----- DATA TO PROCESS

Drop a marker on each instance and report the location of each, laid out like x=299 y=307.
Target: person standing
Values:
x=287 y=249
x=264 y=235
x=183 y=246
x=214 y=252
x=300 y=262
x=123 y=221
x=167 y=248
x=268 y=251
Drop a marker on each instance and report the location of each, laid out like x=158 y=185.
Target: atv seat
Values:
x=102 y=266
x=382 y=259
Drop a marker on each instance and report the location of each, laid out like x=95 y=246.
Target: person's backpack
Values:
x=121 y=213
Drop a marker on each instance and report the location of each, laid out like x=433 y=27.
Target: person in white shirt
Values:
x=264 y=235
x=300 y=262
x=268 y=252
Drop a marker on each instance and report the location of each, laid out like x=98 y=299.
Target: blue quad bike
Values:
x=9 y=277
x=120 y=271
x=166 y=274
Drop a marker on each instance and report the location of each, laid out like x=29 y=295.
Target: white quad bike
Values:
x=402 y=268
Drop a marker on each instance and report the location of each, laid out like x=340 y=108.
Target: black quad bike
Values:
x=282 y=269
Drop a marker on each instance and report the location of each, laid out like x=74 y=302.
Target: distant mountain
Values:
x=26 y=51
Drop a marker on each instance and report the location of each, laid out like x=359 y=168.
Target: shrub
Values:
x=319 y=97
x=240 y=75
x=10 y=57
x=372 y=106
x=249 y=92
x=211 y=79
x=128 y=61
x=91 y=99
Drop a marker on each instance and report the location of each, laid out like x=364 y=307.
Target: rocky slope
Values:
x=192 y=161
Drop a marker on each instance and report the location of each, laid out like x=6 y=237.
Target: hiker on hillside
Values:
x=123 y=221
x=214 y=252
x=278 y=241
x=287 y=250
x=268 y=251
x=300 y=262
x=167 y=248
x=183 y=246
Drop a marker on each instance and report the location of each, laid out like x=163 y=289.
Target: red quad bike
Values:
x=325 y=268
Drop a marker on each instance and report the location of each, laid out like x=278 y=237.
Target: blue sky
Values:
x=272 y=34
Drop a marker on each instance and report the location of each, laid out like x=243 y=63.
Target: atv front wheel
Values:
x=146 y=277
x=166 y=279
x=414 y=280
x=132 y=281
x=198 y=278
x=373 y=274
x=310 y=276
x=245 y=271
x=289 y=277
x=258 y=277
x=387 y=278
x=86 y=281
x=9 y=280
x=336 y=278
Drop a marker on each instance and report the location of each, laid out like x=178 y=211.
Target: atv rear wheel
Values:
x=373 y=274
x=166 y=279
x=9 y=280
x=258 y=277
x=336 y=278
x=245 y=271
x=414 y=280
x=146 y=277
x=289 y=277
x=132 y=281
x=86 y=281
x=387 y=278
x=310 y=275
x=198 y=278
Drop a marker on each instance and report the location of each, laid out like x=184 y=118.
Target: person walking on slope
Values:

----------

● DO THIS: Can you reproduce every one of the records above line for line, without altering a single character?

● EXERCISE ANSWER:
Drop a marker on each instance and report the location of each, laid out like x=299 y=307.
Target: person standing
Values:
x=287 y=249
x=264 y=235
x=183 y=246
x=214 y=252
x=300 y=262
x=123 y=221
x=167 y=248
x=268 y=251
Drop a marker on each instance and report the location of each, laid out like x=158 y=185.
Target: atv seat
Values:
x=102 y=266
x=382 y=259
Drop a marker on each instance and report the location of each, laid out like x=95 y=246.
Target: person's backpack
Values:
x=121 y=213
Drop a marker on each instance and report the location of each, laid out like x=433 y=27.
Target: person in white shirt
Values:
x=264 y=235
x=300 y=262
x=268 y=252
Drop a marker on each instance and report the location of each, laid out like x=98 y=299.
Target: blue quad bike
Values:
x=9 y=277
x=120 y=271
x=166 y=274
Drop a marker on each instance and report the location of each, laid out like x=29 y=295.
Target: white quad bike
Values:
x=402 y=268
Drop a marker on each instance and report the location of each, laid out like x=340 y=108.
Target: black quad bike
Values:
x=282 y=269
Drop a marker on each instance and report the location of each, laid out like x=74 y=302.
Target: distant mountain
Values:
x=26 y=51
Drop a marker on each instance and report the location of each, laid out like x=359 y=168.
Target: shrub
Values:
x=319 y=97
x=240 y=75
x=10 y=57
x=372 y=106
x=249 y=92
x=211 y=79
x=128 y=61
x=91 y=99
Drop a marker on each instance and report the location of each, laid out like x=364 y=307.
Target: rocky slope
Values:
x=192 y=161
Drop a marker on each instance and report the location of each, laid out like x=6 y=237.
Target: hiker on hillside
Values:
x=123 y=221
x=214 y=252
x=278 y=241
x=287 y=250
x=268 y=251
x=300 y=262
x=167 y=248
x=183 y=246
Drop a marker on each instance and report the location of each, laid out like x=163 y=289.
Target: red quad bike
Values:
x=325 y=268
Drop a marker on each instance and report the location of each, laid out like x=278 y=237.
Target: blue sky
Values:
x=272 y=34
Drop a marker on each instance and report the location of each, laid out like x=243 y=63.
Target: atv front wheel
Values:
x=146 y=277
x=166 y=279
x=414 y=280
x=132 y=281
x=198 y=278
x=373 y=274
x=310 y=276
x=245 y=271
x=289 y=277
x=258 y=277
x=387 y=278
x=86 y=281
x=9 y=280
x=336 y=278
Drop a marker on each instance and report the location of each, laid out like x=178 y=211.
Target: atv rear wheel
Values:
x=373 y=274
x=166 y=279
x=9 y=280
x=258 y=277
x=336 y=278
x=245 y=271
x=414 y=280
x=146 y=277
x=289 y=277
x=132 y=281
x=86 y=281
x=387 y=278
x=310 y=275
x=198 y=278
Drop a marker on each instance and report the location of each, laid out like x=184 y=118.
Target: person walking on slope
Values:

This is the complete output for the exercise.